En ponctuant régulièrement ses propos par l’expression « Dieu merci ! », Jean Castex s’est attiré les foudres du camp laïque. S’il fallait bannir le nom de Dieu des dictionnaires, c’est toute la langue française qui serait orpheline.Il y a bien des raisons de s’abstenir d’employer le nom d’un être très puissant. La première est la terreur superstitieuse de provoquer son courroux. Si vous parlez de « celui dont on ne doit pas prononcer le nom » à des jeunes gens et même à leurs parents, il est probable qu’ils penseront immédiatement à Voldemore. L’Ennemi d’Harry Potter fait régner une terreur d’abord lexicale. Sa puissance se mesure à la crainte qu’on a de le faire apparaître en le nommant. Il est vrai que la pensée magique est, très logiquement, courante chez les sorciers.

- EXERCICES À FAIRE
a) Résumez en deux phrases l'extrait sur l'expression « Dieu merci ! ».
b) Reprenez l'extrait sur l'expression « Dieu merci ! » à la suite de sa dernière phrase et poursuivez-le.

- DONNÉES BRUTES
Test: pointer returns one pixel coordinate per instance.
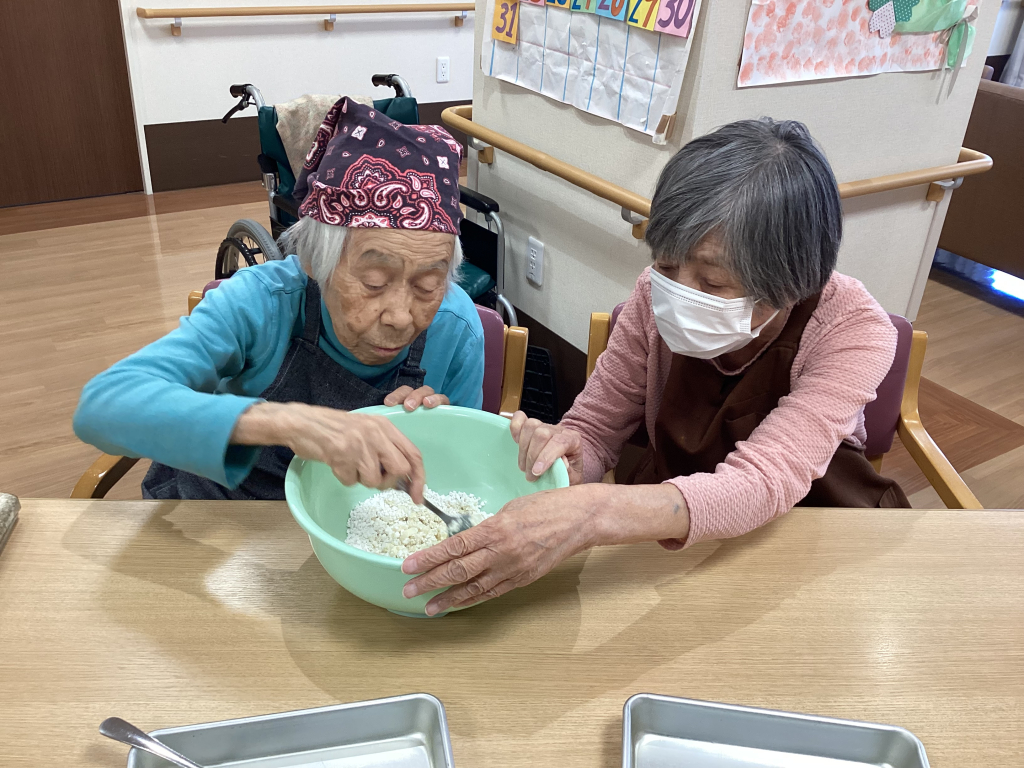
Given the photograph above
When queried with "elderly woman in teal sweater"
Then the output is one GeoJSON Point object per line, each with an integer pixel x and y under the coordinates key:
{"type": "Point", "coordinates": [272, 363]}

- RÉSULTATS ATTENDUS
a) Jean Castex s'est attiré les foudres du camp laïque en disant souvent « Dieu merci ! », alors que bannir le nom de Dieu des dictionnaires rendrait orpheline toute la langue française. Parmi les raisons de ne pas nommer un être très puissant figure d'abord la terreur superstitieuse de provoquer son courroux, comme chez l'ennemi d'Harry Potter, dont la puissance se mesure à la crainte de le faire apparaître en le nommant.

b)
La deuxième raison de ne pas le nommer peut être la reconnaissance respectueuse de l’Autre. Le tétragramme imprononçable de l’Ancien Testament est de cet ordre. YHWH, qu’on a tort de prononcer Yahvé, et plus encore Jéhovah, signale à sa manière que nul ne peut circonscrire l’Ineffable. Seul un Dieu fait homme peut ensuite apporter cette bonne nouvelle inouïe : le Tout-Puissant peut être appelé Abba ou Notre Père. Là encore, il est logique que Parole faite chair nous apprenne le mot juste.
Une expression crypto-catholique
La troisième raison de ne pas nommer est a priori plus actuelle et plus inquiétante : c’est l’exigence d’une République qui se prend de plus en plus pour Dieu, mais agit de plus en plus à la manière de Voldemore : en terrorisant ceux qui tentent de parler. Le nom même de Dieu semble lui faire de l’ombre. La baguette de sureau susceptible de geler toutes les langues s’appelle laïcité. Le dernier exemple en date ne semble pas avoir réussi à atteindre le statut désiré de polémique médiatique. On craint même — de manière raisonnée et non superstitieuse — que le seul fait d’en parler ne lui donne plus de poids qu’il n’en a. Il est pourtant révélateur d’un climat de vigilance linguistique auquel nul ne peut échapper à moins de se taire à jamais. Ainsi, le Huffpost, antenne française du Huffington Post américain, a cru bon de chercher noise au Premier ministre Jean Castex pour sa tendance à nommer Dieu dans ses discours.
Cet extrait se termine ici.